Source text
[1986] OLRB Rep. February 241
1346-85-M; 1804-85-M Labourers' International Union of North America, Local 506, Applicant, v. Disney Display, Respondent
BEFORE: M. G. Mitchnick, Vice-Chairman, and Board Members F. W. Murray and C. A. Ballentine.
APPEARANCES: Bois P. Wilson, Tony Neil and Tim Row for the applicant; Richard J. Nixon and Suzanne Duncan for the respondent.
DECISION OF THE BOARD; February 25, 1986
- These are two referrals of grievances to the Board pursuant to the provisions of section 124 of the Labour Relations Act. Section 124(1) provides:
Notwithstanding the grievance and arbitration provisions in a collective agreement or deemed to be included in a collective agreement under section 44, a party to a collective agreement between an employer or employers' organization and a trade union or council of trade unions may refer a grievance concerning the interpretation, application, administration or alleged violation of the agreement, including any question as to whether a matter is arbitrable,to the Board for final and binding determination.

Data provided

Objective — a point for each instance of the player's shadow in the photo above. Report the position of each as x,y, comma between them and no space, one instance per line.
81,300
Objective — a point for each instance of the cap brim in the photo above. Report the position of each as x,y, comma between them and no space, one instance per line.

Instruction
Continue the labour board decision on the Disney Display grievance referrals from the point where it ends.

Result
For the purpose of this section, "employer" is defined in section 117(c) as follows:
In this section and in sections 118 to 136,
(c) "employer" means a person who operates a business in the construction industry, and for purposes of an application for accreditation means an employer for whose employees a trade union or council of trade unions affected by the application has bargaining rights in a particular geographic area and sector or areas or sectors or parts thereof;
The respondent employer in this case takes the position that it does not operate a business in the "construction industry", and that the Board accordingly has no jurisdiction to hear this matter under the provisions of section 124 of the Act. Any recourse to arbitration under the instant collective agreement, being the Exhibit and Display Association of Canada collective agreement first entered into voluntarily in 1972, the respondent submits would therefore be through the provisions of the collective agreement itself, or, if the applicant desires an expedited form of arbitration, through the provisions of section 45 of the Labour Relations Act. It might be added that the respondent also has a "shop" agreement with Local 27 of the Carpenters' Union which deals with the fabrication of the displays in its shop in Toronto, as well as field-installation work by members of Local 27 when required.
- For the purposes of the Labour Relations Act, section 1(1)(f) defines "construction industry" as follows:
(f) "construction industry" means the businesses that are engaged in constructing, altering, decorating, repairing or demolishing buildings, structures, roads, sewers, water or gas mains, pipe lines, tunnels, bridges, canals or other works at the site thereof.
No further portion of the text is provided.